- _TEXT SHOWN_:

This is Matt Croydon and you are listening to The Tinycast.

These days we humans think we have skyscraper transportation all figured out. If you walk in to the lobby of a building and want to go to the 23rd floor, you know exactly what to do. You find the elevator, push the button, the doors open, you get in the car and are whisked away vertically to your destination. Need to get from one floor to another in a department store? Maybe you’ll use an escalator instead.

But there was a time before modern elevators and escalators were the de facto standards in vertical transportation. There is another kind of elevator that works completely differently than the ones you are used to. It’s a relic of that time before we figured out how to best move humans up and down inside buildings. If it were an animal it would be on the endangered species list. It’s called the paternoster.

Instead of a single car moving up and down a shaft, a paternoster, sometimes called a cyclic elevator, is a series of open-front boxes in constant motion. These boxes are connected to two belts and two giant wheels at the top and two at the bottom of the shaft. If you were to walk up to a paternoster you would see cars constantly going up on one side and down on the other.

Rather than wait for the elevator doors to open, you just pick a direction, find an empty car, and hop on. When you get to the floor you want to go to, you hop off.

To understand why the paternoster is in trouble, you have to understand its way more popular older brother, the elevator. The era of the modern elevator probably began at the Worlds Fair at the Crystal Palace in New York City. Here in 1853 Elisha Otis dramatically demonstrated his new elevator safety brake. He stood on a platform high above the crowd. His son cut the rope holding the platform aloft. His device brought the platform to a swift stop.

This demonstration and the publicity around it turned the tide of public opinion. Riding on a platform suspended from a cable turned from the stuff of daring to a part of everyday life in America over the next decades.

Things were a little different in Europe. They looked on with interest and a little terror at what those crazy industrialist Americans were doing. Cities in Europe were much older than places like New York and Chicago. Laws, like the London Building Act of 1894 and others like it throughout Europe often capped building height. This was often for firefighting or safety reasons, preserving city layout and architecture, or a combination of those.

- _INSTRUCTIONS FOR THE TASK_: Please write the next part of the podcast transcript about paternoster elevators, picking up right after its final sentence.

- _Image point annotation entries_:
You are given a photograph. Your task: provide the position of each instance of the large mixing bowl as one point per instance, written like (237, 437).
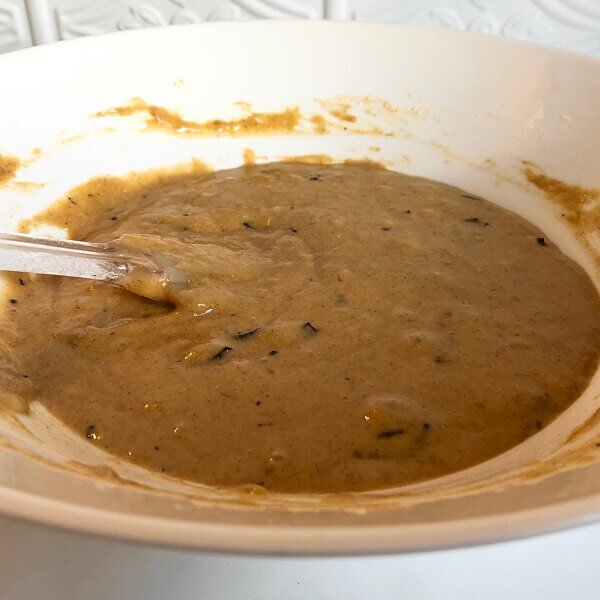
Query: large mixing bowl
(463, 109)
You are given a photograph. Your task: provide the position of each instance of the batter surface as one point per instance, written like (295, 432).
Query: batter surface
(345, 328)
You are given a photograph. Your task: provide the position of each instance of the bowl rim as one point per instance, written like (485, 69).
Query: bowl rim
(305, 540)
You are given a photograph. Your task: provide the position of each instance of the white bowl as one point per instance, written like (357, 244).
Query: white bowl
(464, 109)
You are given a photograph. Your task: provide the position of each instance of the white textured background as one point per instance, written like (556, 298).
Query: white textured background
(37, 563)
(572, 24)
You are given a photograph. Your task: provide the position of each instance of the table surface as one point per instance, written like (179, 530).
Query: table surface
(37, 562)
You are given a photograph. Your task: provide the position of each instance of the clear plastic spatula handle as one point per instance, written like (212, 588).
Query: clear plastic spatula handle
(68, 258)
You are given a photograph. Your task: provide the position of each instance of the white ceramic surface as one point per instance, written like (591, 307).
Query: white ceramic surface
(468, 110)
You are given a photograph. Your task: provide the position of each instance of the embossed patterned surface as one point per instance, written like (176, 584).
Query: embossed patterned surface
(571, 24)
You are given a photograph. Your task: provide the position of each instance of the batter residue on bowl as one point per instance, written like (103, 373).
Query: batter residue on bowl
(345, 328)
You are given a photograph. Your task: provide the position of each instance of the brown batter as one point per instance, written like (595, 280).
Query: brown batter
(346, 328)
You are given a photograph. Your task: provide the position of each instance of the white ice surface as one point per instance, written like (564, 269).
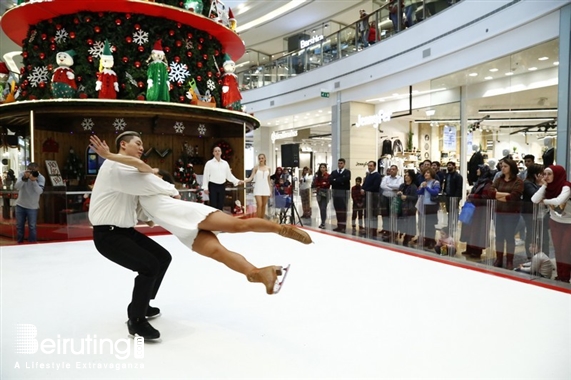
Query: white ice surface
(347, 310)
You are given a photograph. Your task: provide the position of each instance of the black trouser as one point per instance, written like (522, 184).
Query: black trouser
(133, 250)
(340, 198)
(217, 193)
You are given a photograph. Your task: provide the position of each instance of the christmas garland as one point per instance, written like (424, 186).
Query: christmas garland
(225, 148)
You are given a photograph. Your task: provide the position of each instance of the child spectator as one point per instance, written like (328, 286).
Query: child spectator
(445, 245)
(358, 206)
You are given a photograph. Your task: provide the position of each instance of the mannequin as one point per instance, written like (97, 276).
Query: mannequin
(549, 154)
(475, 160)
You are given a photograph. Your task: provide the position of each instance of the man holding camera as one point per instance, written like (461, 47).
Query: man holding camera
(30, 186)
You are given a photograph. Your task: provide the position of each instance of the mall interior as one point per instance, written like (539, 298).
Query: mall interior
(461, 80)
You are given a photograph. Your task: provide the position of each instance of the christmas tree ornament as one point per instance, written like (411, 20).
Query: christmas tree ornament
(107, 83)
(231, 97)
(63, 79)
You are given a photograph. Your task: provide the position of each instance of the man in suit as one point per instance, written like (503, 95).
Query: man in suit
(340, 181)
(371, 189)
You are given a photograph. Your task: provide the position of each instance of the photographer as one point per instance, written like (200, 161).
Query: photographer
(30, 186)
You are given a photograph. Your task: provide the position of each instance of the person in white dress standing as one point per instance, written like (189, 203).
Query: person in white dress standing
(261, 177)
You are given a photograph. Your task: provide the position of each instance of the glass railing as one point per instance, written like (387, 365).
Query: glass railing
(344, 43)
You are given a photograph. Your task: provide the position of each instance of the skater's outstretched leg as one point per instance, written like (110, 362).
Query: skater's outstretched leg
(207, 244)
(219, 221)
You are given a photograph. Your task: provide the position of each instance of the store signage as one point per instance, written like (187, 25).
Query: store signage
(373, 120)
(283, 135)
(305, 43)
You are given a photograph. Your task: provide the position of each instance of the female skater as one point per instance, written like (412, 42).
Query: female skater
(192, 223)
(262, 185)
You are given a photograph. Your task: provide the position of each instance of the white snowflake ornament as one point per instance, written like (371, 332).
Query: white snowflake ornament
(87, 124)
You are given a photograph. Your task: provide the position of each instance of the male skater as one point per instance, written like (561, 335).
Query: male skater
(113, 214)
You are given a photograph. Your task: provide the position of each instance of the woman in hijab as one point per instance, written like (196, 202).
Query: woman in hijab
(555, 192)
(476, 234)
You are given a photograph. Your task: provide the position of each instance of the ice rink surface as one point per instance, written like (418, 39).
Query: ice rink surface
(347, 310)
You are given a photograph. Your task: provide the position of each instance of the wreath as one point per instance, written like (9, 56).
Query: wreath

- _TASK OUTPUT_:
Without a need to optimize the vertical transport of humans to dizzying heights, engineers and architects in Europe were solving an essentially different problem.

The paternoster, or something very close to it was invented by Peter Ellis and installed in Oriel Chambers in Liverpool in 1868. Ellis designed and built the building a few years earlier to replace another that had burned to the ground. His “fireproof” iron and glass design was one of the earliest metal and glass curtain wall buildings ever built. It was bright and airy and way ahead of its time. It was also poorly received by local architects and tastemakers. In the 1960’s, architect and author Quentin Hughes guessed that this poor reception to Ellis’ architecture ultimately led him to focus less on buildings and more on civil and mechanical engineering.

By 1873, Ellis had stopped paying stamp duties on his patent and it became invalid. In 1877 Peter Hart obtained a patent for what would be called Hart’s Cyclic Elevator. As far as anyone can tell it’s really just a minor variation on Ellis’ earlier design, and two members of the Liverpool Historical Society believe that Ellis was paid to let his patent lapse. Hart’s Cyclic Elevator is described in an issue of Scientific American Supplement in 1882 and compared to a chain of pots, except, you know, big enough for people.

Paternosters become popular in England, and were brought to Germany by Freiherr von Ohlendorff, a merchant who had a paternoster installed in Hamburg in 1885. The paternoster caught on with the bureaucracy, and maybe 250 of them remain throughout Germany today.

But they’re under constant threat of disappearing forever. New construction of paternosters was forbidden in Germany in 1974 and they were almost banned completely in 1994. Only the outcry of paternoster-lovers kept that from happening. More recently, laws went into effect on June 1st, 2015 that prohibited their use by anyone who hadn’t taken a class in how to use them safely. Sanity prevailed later that month and on June 24th, Cabinet ministers decided that anyone could again ride the paternosters as long as there were enough warning signs nearby.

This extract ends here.